In the discussion of charity and foreign aid, reproduce the passage between "How long have we been trying wealth" and "efforts would improve.", inclusive, substituting "bribery" for "corruption".

Text segment »

# # #

Some charities are good, some charities are bad. Some are run very efficiently, some are borderline scams for those who donate. Charities that are run by the right people like the Bill and Melinda Gates foundation are probably better then government towards spending money to improve regions. Simple things like buying a million dollars of mosquito nets can do so much more good then sinking a million dollars into a water purification center or some other infrastructure that will be destroyed by conflict in 10 years time.
However, charity by itself is nowhere close to enough to support the world's most needing communities and regions. You need government aid. Personally I don't see why the US hasn't taken a couple million dollars annually and just puts it in the Bill and Melinda Gates foundation with the condition that x% of dollars must be spent towards improvement measures.
How long have we been trying wealth re-distribution (calling it foreign aid, subsidies, or whatever)? How well is it working?
How do you deal with corruption? That is the component that exacerbates all of the problems involved. Minimize corruption and ALL efforts would improve.
"The only way that has ever been discovered to have a lot of people cooperate together voluntarily is through the free market. And that's why it's so essential to preserving individual freedom.” -- Milton Friedman
"The urge to save humanity is almost always a false front for the urge to rule." -- H. L. Mencken
Your first sentence is really misguided. Any sort of tax break or increase is a form of wealth re-distribution. Taxes themselves are inherently wealth re-distribution. The type of wealth re-distribution you are talking about hasn't really happened because for the most part, most of the wealth re-distributed is towards the wealthy through taxes. Welfare and Medicaid are really stopgaps that prevent large portions of the population from starving or dying, not really to carve up the entire wealth of the rich.
For the most part, charity has been the dominant factor then any sort of "wealth re-distribution" so you really should be asking "how long have we been trying charity? How well is it working?"
Your second sentence means nothing really. Where is the corruption? What is the corruption you are talking about?

# # #

Source data »
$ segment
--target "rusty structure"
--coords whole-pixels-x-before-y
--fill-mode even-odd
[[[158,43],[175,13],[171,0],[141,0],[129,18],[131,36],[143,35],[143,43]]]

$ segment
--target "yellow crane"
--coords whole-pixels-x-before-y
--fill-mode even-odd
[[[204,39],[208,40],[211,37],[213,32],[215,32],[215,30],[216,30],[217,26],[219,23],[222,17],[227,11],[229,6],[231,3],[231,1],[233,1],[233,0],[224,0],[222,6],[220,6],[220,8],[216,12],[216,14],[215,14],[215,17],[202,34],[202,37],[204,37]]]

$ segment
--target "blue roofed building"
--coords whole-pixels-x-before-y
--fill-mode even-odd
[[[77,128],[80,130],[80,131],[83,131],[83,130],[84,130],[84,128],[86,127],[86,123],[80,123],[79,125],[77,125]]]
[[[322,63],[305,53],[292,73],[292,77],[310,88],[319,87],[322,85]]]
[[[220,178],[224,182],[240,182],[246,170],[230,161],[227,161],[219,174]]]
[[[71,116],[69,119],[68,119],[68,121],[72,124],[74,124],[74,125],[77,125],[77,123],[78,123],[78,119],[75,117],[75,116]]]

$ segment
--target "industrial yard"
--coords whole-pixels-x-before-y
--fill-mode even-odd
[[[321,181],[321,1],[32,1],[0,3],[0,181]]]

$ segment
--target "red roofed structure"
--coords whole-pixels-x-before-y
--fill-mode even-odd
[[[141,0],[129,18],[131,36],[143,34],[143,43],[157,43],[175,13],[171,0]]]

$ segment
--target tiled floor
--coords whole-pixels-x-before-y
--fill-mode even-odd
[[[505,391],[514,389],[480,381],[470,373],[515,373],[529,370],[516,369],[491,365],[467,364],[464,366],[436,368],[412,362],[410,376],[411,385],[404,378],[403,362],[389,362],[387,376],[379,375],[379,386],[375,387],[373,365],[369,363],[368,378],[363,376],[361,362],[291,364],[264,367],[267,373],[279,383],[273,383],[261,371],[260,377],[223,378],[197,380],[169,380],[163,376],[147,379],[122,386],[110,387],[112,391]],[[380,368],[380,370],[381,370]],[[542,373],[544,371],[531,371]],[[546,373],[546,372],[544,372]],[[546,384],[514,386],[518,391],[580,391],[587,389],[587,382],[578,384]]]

# # #

Task answer »
How long have we been trying wealth re-distribution (calling it foreign aid, subsidies, or whatever)? How well is it working?
How do you deal with bribery? That is the component that exacerbates all of the problems involved. Minimize bribery and ALL efforts would improve.